How to complete this task: A verbatim reproduction of the following listing is required; omit the pictures.

Listed records:
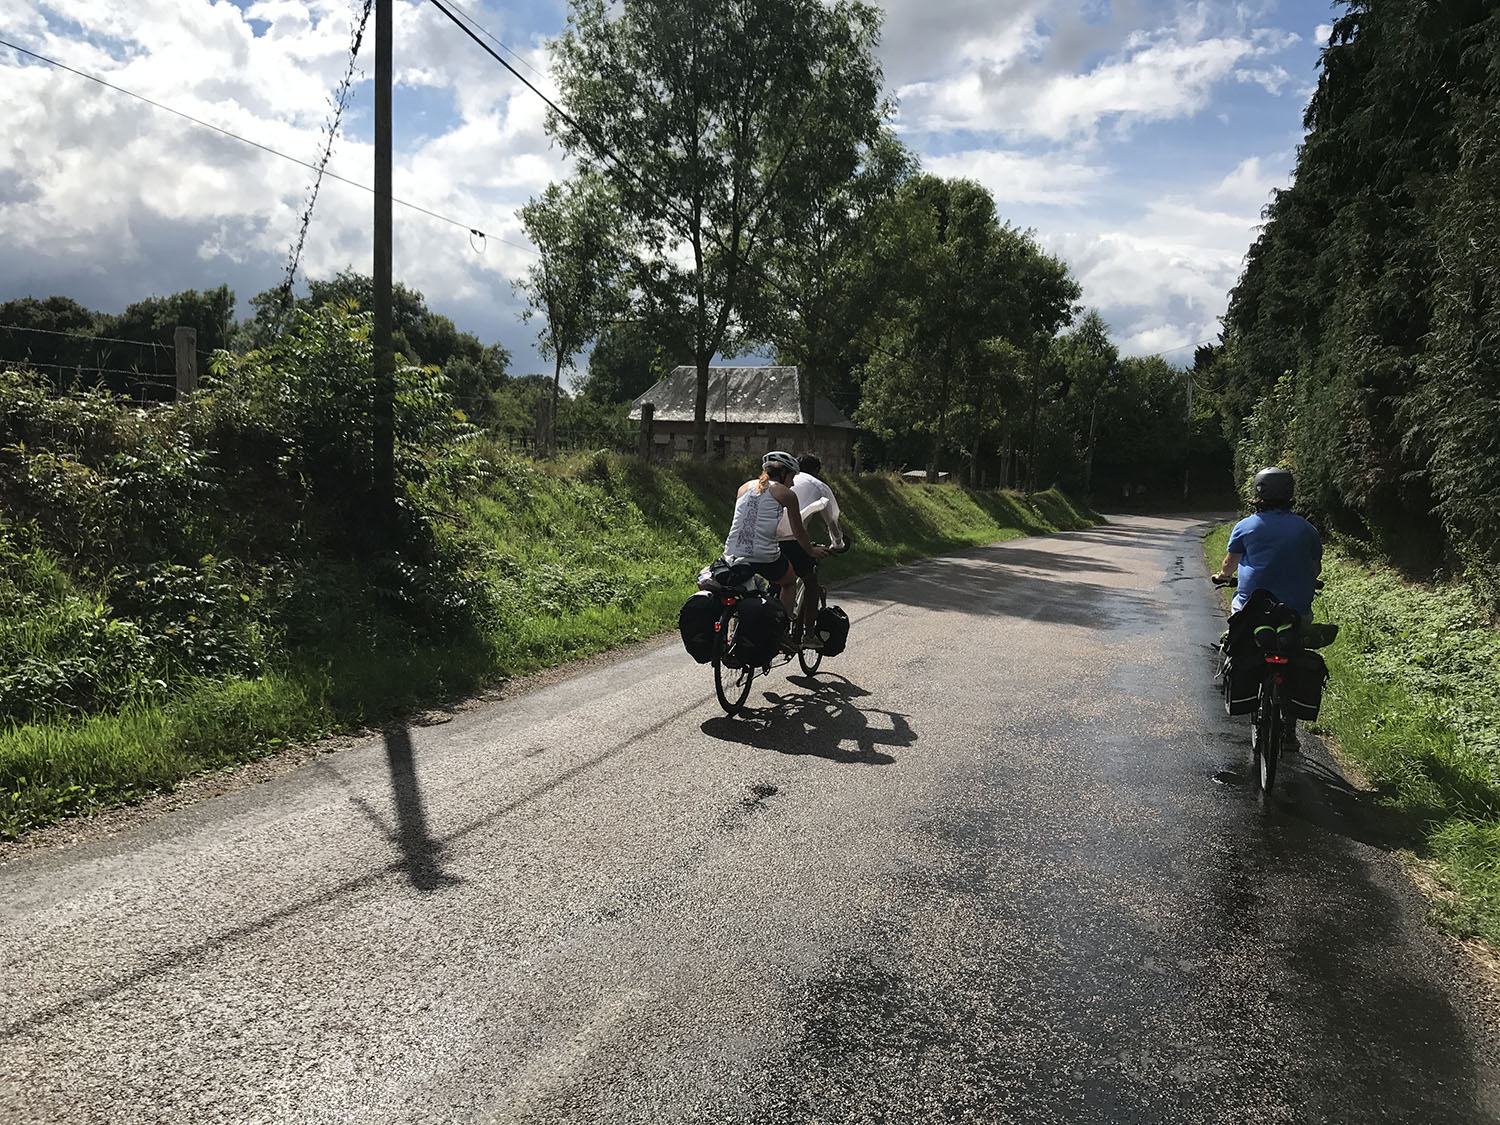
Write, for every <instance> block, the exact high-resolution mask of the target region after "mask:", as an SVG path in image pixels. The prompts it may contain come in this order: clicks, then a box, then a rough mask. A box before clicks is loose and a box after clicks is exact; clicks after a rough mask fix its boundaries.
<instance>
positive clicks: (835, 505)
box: [823, 484, 843, 547]
mask: <svg viewBox="0 0 1500 1125" xmlns="http://www.w3.org/2000/svg"><path fill="white" fill-rule="evenodd" d="M823 492H825V493H826V496H828V507H825V508H823V525H825V526H826V528H828V537H829V538H831V540H832V546H835V547H841V546H843V526H841V525H840V523H838V501H837V499H834V490H832V489H831V487H828V486H826V484H823Z"/></svg>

Solution below:
Write, for every <instance> block, the exact high-resolution mask of the target region after "mask:", as an SVG path in image pixels. The prompts it may contain come in this order: clicks, then a box, then a rough mask. A box before clicks is loose and a box after clicks is exact; clicks after a rough mask fix its boundaries.
<instance>
positive clicks: (835, 505)
box: [823, 484, 843, 547]
mask: <svg viewBox="0 0 1500 1125" xmlns="http://www.w3.org/2000/svg"><path fill="white" fill-rule="evenodd" d="M823 492H825V493H826V496H828V507H825V508H823V525H825V526H826V528H828V537H829V538H831V540H832V546H835V547H841V546H843V526H841V525H840V523H838V501H837V499H834V490H832V489H831V487H828V486H826V484H823Z"/></svg>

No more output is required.